INFORMATION SHOWN:

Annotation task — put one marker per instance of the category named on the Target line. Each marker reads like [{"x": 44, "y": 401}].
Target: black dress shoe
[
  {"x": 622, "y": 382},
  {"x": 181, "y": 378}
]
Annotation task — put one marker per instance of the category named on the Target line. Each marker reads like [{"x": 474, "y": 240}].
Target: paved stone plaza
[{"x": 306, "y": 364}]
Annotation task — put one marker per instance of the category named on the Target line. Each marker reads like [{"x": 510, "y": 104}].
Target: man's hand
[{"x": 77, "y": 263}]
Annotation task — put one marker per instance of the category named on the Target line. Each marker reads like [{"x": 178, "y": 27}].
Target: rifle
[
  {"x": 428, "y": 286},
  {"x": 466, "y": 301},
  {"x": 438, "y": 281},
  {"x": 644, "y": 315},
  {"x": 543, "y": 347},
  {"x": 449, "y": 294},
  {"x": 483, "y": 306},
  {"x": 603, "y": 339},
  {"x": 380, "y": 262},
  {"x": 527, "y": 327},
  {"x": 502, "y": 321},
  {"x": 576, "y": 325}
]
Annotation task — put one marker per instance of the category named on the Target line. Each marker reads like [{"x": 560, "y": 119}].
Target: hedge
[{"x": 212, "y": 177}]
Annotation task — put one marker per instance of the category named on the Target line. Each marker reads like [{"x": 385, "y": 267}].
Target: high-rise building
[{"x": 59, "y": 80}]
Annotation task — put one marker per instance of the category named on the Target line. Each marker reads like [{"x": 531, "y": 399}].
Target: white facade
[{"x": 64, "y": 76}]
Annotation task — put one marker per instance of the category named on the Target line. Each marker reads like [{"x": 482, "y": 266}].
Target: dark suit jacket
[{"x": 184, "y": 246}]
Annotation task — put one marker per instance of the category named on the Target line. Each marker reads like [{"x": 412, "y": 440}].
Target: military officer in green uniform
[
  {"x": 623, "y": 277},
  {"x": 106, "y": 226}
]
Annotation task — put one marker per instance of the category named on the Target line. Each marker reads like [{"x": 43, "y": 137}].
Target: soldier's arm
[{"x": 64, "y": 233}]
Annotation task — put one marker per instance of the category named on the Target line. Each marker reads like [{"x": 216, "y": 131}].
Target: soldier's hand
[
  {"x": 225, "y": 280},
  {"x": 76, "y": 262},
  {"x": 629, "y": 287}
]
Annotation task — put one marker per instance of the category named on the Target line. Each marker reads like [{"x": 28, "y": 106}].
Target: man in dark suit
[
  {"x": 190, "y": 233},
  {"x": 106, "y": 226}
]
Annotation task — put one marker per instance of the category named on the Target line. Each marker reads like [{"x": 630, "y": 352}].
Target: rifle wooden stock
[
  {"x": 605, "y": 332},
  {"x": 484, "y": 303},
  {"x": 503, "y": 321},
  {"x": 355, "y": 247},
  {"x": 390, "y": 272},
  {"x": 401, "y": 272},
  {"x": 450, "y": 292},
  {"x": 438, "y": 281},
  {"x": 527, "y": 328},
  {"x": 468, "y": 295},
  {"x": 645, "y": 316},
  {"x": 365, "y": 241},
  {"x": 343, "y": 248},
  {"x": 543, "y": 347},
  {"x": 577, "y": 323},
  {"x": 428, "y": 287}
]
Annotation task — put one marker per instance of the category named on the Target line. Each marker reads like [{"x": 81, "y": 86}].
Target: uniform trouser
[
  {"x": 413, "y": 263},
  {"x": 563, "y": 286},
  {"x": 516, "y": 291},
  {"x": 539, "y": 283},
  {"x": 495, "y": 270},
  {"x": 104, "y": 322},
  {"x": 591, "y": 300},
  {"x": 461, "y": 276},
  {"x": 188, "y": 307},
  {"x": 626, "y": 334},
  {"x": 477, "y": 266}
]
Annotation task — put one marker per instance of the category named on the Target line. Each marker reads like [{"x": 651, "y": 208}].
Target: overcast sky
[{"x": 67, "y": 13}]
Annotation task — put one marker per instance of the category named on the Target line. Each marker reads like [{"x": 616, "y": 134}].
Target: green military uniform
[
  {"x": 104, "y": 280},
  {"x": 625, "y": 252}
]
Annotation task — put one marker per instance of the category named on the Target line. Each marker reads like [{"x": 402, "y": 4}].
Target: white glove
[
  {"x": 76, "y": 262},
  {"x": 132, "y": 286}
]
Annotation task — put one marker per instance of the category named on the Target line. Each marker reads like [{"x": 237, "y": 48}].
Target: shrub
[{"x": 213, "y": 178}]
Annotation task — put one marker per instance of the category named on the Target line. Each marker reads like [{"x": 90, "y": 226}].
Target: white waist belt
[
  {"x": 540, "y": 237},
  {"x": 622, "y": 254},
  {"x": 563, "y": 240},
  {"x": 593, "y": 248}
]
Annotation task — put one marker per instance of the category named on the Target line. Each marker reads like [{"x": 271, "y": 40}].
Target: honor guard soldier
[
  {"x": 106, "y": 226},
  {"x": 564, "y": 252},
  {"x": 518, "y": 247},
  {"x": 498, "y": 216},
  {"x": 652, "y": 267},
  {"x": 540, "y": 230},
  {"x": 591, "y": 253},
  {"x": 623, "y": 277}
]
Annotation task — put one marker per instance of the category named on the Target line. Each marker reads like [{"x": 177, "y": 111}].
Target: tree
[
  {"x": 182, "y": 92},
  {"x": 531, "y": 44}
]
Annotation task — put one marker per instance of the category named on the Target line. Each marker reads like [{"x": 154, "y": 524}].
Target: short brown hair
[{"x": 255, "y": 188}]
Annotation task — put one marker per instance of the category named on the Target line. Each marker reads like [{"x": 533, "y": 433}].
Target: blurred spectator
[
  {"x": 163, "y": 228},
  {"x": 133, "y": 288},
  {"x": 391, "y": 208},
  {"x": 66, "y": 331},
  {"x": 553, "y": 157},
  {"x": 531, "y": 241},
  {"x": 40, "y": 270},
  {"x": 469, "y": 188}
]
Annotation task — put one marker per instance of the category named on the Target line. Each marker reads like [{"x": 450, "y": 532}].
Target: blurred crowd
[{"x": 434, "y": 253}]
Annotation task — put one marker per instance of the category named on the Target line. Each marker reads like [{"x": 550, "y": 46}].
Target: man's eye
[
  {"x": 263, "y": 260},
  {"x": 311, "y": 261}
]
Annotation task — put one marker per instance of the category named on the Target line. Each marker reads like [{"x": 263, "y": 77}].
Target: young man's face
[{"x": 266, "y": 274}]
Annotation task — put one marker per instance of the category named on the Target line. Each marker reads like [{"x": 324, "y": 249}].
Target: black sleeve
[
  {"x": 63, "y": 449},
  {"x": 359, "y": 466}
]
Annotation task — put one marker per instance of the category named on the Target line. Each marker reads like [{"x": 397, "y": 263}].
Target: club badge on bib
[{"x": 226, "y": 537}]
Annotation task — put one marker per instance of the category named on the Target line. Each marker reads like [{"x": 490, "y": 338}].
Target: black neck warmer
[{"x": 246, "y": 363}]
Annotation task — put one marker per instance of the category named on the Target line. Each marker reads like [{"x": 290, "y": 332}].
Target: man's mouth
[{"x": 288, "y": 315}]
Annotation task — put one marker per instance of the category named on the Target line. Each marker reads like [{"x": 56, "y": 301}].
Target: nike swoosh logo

WHAT YOU HAVE TO DO: All records above must be set down exactly, please.

ANSWER TO THE TASK:
Annotation task — put one marker per instance of the category named on the Target line. Each marker reads like [{"x": 44, "y": 401}].
Target: black dress shoe
[
  {"x": 622, "y": 382},
  {"x": 181, "y": 378}
]
Annotation task — put one marker per instance of the category named on the Target line. Each marker reads like [{"x": 474, "y": 240}].
Target: paved stone plaza
[{"x": 306, "y": 364}]
Annotation task — put one marker per instance of the category named on the Target line. Each marker reads like [{"x": 510, "y": 104}].
Target: man's hand
[{"x": 77, "y": 263}]
Annotation task — put one marker per instance of the category named on the Target line. Each marker reads like [{"x": 178, "y": 27}].
Target: rifle
[
  {"x": 428, "y": 286},
  {"x": 466, "y": 301},
  {"x": 438, "y": 281},
  {"x": 644, "y": 315},
  {"x": 543, "y": 347},
  {"x": 449, "y": 294},
  {"x": 483, "y": 306},
  {"x": 603, "y": 339},
  {"x": 380, "y": 262},
  {"x": 527, "y": 327},
  {"x": 502, "y": 321},
  {"x": 576, "y": 325}
]
Annotation task — put one marker per instance of the category named on the Target line. Each marker reads like [{"x": 560, "y": 119}].
Target: hedge
[{"x": 212, "y": 177}]
Annotation task — put one marker per instance of the category named on the Target line. Each marker reads like [{"x": 385, "y": 267}].
Target: high-rise building
[{"x": 59, "y": 80}]
Annotation task — put one marker per instance of the category named on the Target line. Each marker reads like [{"x": 531, "y": 399}].
Target: white facade
[{"x": 64, "y": 76}]
Annotation task — put one marker per instance of the category named on the Target line. Each marker reads like [{"x": 482, "y": 266}].
Target: dark suit jacket
[{"x": 184, "y": 246}]
Annotation task — put one marker per instance of the category named on the Target line. Each marker reads like [{"x": 412, "y": 440}].
Target: military officer in green uniform
[
  {"x": 623, "y": 277},
  {"x": 106, "y": 226}
]
Annotation task — put one marker per instance of the category named on the Target line. Each marker reads like [{"x": 43, "y": 137}].
Target: soldier's arm
[{"x": 64, "y": 233}]
Annotation task — put one marker per instance of the category named on the Target line. Each marker reads like [{"x": 216, "y": 131}].
Target: soldier's hand
[
  {"x": 225, "y": 280},
  {"x": 76, "y": 262},
  {"x": 629, "y": 287}
]
Annotation task — put one marker per instance of the category named on the Target line. Each marker reads like [{"x": 28, "y": 106}].
Target: man in dark suit
[
  {"x": 190, "y": 233},
  {"x": 106, "y": 226}
]
Annotation task — put one marker per instance of the category named on the Target line. Each marker reads like [{"x": 630, "y": 352}].
Target: rifle wooden stock
[
  {"x": 605, "y": 332},
  {"x": 484, "y": 303},
  {"x": 503, "y": 321},
  {"x": 355, "y": 247},
  {"x": 390, "y": 272},
  {"x": 401, "y": 272},
  {"x": 450, "y": 292},
  {"x": 438, "y": 281},
  {"x": 527, "y": 328},
  {"x": 468, "y": 295},
  {"x": 645, "y": 316},
  {"x": 365, "y": 241},
  {"x": 343, "y": 248},
  {"x": 543, "y": 347},
  {"x": 577, "y": 323},
  {"x": 428, "y": 287}
]
Annotation task — put one marker per instance of the category named on the Target line. Each marker reads like [{"x": 81, "y": 86}].
Target: uniform trouser
[
  {"x": 413, "y": 263},
  {"x": 563, "y": 286},
  {"x": 516, "y": 291},
  {"x": 539, "y": 283},
  {"x": 495, "y": 270},
  {"x": 104, "y": 322},
  {"x": 591, "y": 300},
  {"x": 461, "y": 276},
  {"x": 188, "y": 307},
  {"x": 626, "y": 334},
  {"x": 477, "y": 266}
]
Annotation task — put one marker per instance of the category named on the Target line. Each marker reads like [{"x": 651, "y": 208}].
Target: overcast sky
[{"x": 67, "y": 13}]
Annotation task — put one marker per instance of the category named on the Target line. Each marker reads like [{"x": 616, "y": 134}].
Target: green military uniform
[
  {"x": 104, "y": 280},
  {"x": 625, "y": 252}
]
Annotation task — put one marker per instance of the category named on the Target line. Each marker reads like [{"x": 402, "y": 4}].
Target: white glove
[
  {"x": 76, "y": 262},
  {"x": 132, "y": 286}
]
Annotation task — put one marker per instance of the category named on the Target line. Each marker reads like [{"x": 237, "y": 48}].
Target: shrub
[{"x": 213, "y": 178}]
Annotation task — put one marker per instance of the category named on the Target line. Each marker reads like [{"x": 90, "y": 226}].
Target: white waist belt
[
  {"x": 540, "y": 237},
  {"x": 622, "y": 254},
  {"x": 563, "y": 240},
  {"x": 593, "y": 248}
]
Annotation task — put one marker per instance of the category named on the Target line. Each marker reads like [{"x": 271, "y": 40}].
Target: honor guard soldier
[
  {"x": 106, "y": 226},
  {"x": 564, "y": 252},
  {"x": 518, "y": 247},
  {"x": 498, "y": 216},
  {"x": 652, "y": 267},
  {"x": 540, "y": 230},
  {"x": 591, "y": 253},
  {"x": 623, "y": 277}
]
Annotation task — put one marker per instance of the category named on the Target line. Each marker reads like [{"x": 177, "y": 111}].
Target: tree
[
  {"x": 182, "y": 92},
  {"x": 531, "y": 44}
]
Annotation task — put one marker per instance of the category named on the Target line. Each marker reads like [{"x": 154, "y": 524}].
Target: short brown hair
[{"x": 255, "y": 188}]
Annotation task — put one marker per instance of the category named on the Target line. Each marker reads like [{"x": 533, "y": 433}].
Target: blurred spectator
[
  {"x": 163, "y": 228},
  {"x": 133, "y": 288},
  {"x": 391, "y": 208},
  {"x": 66, "y": 331},
  {"x": 553, "y": 157},
  {"x": 531, "y": 241},
  {"x": 40, "y": 270},
  {"x": 469, "y": 188}
]
Annotation task — put one marker per instance of the category named on the Target line. Each marker reads like [{"x": 450, "y": 532}].
Target: blurred crowd
[{"x": 434, "y": 253}]
Annotation task — put one marker per instance of the category named on the Target line. Each marker reads like [{"x": 550, "y": 46}].
Target: man's eye
[
  {"x": 263, "y": 260},
  {"x": 311, "y": 261}
]
Annotation task — put one marker per instance of the category named on the Target line. Each marker reads like [{"x": 263, "y": 77}].
Target: young man's face
[{"x": 266, "y": 274}]
Annotation task — put one marker per instance of the category named on the Target line. Each marker reads like [{"x": 324, "y": 249}].
Target: black sleeve
[
  {"x": 63, "y": 449},
  {"x": 359, "y": 466}
]
Annotation task — put one marker per instance of the category named on the Target line. Each marker reads like [{"x": 397, "y": 263}].
Target: club badge on bib
[{"x": 226, "y": 537}]
Annotation task — put one marker per instance of the category named on the Target line. Each marker reads like [{"x": 490, "y": 338}].
Target: black neck warmer
[{"x": 246, "y": 363}]
Annotation task — put one marker per instance of the category named on the Target line. Each marker reads like [{"x": 290, "y": 332}].
Target: man's mouth
[{"x": 288, "y": 315}]
Annotation task — put one marker per instance of the category named on the Target line. Each marker reads like [{"x": 56, "y": 301}].
Target: nike swoosh logo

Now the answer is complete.